Your instructions:
Produce as output only the lines below starting at the line with "TARGET = chair leg" and continuing through the line with "TARGET = ceiling fan blade", each one exactly as written.

Recorded data:

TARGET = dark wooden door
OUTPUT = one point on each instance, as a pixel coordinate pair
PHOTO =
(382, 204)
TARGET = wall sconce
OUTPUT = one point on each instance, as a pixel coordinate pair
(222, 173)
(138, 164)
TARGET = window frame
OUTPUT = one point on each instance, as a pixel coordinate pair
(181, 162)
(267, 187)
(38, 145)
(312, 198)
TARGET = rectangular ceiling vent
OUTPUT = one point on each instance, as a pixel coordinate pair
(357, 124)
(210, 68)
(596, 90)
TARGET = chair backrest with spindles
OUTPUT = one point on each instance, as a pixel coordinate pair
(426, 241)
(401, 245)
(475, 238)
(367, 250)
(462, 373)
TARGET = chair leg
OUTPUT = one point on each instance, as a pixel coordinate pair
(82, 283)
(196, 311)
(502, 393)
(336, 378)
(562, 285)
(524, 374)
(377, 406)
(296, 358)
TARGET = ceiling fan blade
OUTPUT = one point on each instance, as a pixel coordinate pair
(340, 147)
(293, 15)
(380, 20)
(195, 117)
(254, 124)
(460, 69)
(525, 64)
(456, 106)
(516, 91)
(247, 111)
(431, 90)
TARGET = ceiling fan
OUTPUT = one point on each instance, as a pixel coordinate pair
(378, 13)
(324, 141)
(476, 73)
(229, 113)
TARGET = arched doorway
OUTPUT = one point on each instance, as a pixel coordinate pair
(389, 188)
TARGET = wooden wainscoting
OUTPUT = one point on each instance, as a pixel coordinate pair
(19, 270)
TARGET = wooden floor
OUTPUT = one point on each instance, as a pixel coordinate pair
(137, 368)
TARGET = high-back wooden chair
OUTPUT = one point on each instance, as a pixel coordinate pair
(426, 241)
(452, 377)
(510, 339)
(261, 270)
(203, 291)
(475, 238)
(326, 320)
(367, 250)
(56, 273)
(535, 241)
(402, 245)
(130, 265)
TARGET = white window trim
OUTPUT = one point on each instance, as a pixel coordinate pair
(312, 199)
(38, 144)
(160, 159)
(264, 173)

Exercise output:
TARGET = chair leg
OUTPUT = one point on each instance, as a pixel coordinate pair
(82, 283)
(196, 311)
(502, 393)
(336, 378)
(562, 285)
(524, 374)
(377, 406)
(296, 358)
TARGET = ceiling fan blade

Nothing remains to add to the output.